◆ Written tasks ◆
1. In the article on the aftermath of Hurricane Katrina, why did conditions of poverty in New Orleans become life-threatening? Answer in one to three sentences.
2. Extend the article on the aftermath of Hurricane Katrina, beginning right after its final sentence.
-- Start of Text block --
Aftermath of hurricane Katrina: a window on the future under capitalism

Aftermath of hurricane Katrina: A window on the future under capitalism

The article below is an abridged version of articles written for a special supplement of Justice, the newspaper of Socialist Alternative (CWI
USA) www.socialistalternative.org

THE HORRIFIC spectacle of people stranded and abandoned, for days in New Orleans in the wake of hurricane Katrina has shocked the nation and the world. With the death toll estimated to be in the thousands, the fact that class and race discriminated against the victims poses important questions about our society.

Nearly one in three of New Orleans’ 485,000 residents live below the poverty level. 67% are African American, with more than 50% of them living in poverty. With few or no possessions, no access to an automobile, the absence of any serious public transport alternative, lacking a credit card as means to book a motel room, conditions of poverty became life-threatening.

In New Orleans as a whole, the literacy rate is only 40%. More than two classrooms of young students drop out of the Louisiana schools system every day.

But conditions in New Orleans are not unique. They mirror the kind of life tens of millions of poor working class families suffer everyday across America, where 40 million American live below the official poverty line, one in three children are poor, nearly one million African American children live in extreme poverty and corporate backed politicians have prided themselves on having shredded the safety net for the poor.
-- End of Text block --
-- Start of Supplied information --
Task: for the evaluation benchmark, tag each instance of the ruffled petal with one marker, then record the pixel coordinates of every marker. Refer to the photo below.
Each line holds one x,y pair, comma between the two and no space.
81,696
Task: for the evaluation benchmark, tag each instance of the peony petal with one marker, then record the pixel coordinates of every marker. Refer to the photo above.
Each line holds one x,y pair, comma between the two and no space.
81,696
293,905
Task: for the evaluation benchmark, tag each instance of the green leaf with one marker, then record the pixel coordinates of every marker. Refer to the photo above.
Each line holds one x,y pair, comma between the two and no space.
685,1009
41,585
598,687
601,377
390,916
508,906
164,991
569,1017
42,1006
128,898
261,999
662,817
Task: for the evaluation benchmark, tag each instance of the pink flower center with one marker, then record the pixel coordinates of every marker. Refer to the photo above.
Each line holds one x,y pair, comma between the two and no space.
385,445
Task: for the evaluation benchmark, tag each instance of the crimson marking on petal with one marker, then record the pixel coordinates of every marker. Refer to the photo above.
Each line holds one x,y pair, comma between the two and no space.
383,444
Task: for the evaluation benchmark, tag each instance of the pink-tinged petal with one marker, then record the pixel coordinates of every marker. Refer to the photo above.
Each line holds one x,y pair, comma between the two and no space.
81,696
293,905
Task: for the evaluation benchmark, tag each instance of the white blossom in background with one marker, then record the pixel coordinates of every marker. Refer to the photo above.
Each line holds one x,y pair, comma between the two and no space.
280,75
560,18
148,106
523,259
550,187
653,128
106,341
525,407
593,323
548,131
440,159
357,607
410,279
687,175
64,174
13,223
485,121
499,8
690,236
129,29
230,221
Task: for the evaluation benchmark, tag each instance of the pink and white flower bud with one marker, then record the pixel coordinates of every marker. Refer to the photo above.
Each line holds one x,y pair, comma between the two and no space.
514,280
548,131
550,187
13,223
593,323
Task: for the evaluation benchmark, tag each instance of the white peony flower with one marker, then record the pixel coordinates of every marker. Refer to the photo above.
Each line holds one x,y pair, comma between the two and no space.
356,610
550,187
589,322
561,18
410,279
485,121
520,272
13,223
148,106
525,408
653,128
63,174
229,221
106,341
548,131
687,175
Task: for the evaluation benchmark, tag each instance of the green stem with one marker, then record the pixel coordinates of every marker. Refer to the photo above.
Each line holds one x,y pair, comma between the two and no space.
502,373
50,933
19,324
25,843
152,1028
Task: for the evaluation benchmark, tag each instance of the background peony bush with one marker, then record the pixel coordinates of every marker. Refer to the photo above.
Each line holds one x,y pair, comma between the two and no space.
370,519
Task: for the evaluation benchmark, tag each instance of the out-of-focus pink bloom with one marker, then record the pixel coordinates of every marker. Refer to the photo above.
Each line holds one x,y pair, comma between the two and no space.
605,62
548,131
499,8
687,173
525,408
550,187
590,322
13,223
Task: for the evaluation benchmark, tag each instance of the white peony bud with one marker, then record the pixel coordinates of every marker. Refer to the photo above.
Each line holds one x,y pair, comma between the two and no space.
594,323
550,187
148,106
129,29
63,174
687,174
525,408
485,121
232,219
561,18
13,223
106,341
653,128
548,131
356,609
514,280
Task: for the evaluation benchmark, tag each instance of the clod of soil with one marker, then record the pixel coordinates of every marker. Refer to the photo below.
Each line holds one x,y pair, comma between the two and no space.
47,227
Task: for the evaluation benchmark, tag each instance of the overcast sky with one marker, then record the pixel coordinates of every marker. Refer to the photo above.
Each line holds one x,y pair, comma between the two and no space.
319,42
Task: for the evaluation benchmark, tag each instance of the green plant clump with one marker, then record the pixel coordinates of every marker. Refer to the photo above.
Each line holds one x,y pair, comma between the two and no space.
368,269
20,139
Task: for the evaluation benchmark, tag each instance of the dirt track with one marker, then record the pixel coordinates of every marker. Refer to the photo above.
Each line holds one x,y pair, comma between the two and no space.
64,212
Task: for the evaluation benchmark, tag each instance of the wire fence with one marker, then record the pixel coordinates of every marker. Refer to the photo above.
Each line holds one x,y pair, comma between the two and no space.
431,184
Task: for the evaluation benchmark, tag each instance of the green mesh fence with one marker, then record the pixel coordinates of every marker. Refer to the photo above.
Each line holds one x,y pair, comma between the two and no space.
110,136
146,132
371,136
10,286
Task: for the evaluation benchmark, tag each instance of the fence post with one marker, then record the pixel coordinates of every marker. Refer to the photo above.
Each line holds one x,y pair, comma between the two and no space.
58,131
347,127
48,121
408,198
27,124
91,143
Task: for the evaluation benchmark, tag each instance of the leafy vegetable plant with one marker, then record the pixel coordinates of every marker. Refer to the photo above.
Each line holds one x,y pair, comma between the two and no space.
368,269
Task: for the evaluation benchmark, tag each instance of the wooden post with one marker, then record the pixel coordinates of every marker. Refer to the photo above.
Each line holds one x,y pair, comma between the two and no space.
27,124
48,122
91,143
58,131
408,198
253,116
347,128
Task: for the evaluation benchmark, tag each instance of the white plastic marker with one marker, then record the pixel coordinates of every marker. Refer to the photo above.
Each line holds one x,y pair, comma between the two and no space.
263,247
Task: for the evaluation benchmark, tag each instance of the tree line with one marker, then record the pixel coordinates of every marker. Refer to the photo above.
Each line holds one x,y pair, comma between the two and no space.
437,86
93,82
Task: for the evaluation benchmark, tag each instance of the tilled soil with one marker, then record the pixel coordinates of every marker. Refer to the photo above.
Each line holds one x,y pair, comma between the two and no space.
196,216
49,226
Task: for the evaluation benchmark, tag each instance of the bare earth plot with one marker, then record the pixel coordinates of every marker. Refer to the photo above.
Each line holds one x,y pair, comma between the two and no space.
-- End of Supplied information --
◆ Set of answers ◆
1. The article attributes it to residents having few or no possessions, no access to an automobile, and no serious public transport alternative. They also lacked a credit card as a means to book a motel room.

2.
The corporate media portrays this as some form of personal failure. In the coming months many promises will be made that federal handouts will rectify this. Promises have been made before. Following the eruption of blacks in the inner cites in the mid-1960s, the political system was shamed into providing some relief. But 40 years later, conditions for the majority of workers and for the urban poor are worse than ever.

The simple fact is that the creation of poverty is a product of our economic system. It is a necessary by-product of capitalism. It flows from the internal working of the system, which allows a few rich owners of vast capital, to extract the labour from its workers for a pittance.

Polarisation

THE EXTREME polarisation of wealth in the US this has been accelerated and exacerbated by the policies pursued by both major parties during the 1970s, 1980s, 1990s and so far this decade.

The guiding philosophy is rooted in the idea that making conditions good for corporate owners (investors) will provide for all Americans. Under this philosophy, called neo-liberalism, removing all laws that constrain business profit is considered beneficial to the economy and to the US public.

In other words, that means; slashing government programmes and laws which do not directly benefit owners of capital (i.e. the top 0.1% of the public).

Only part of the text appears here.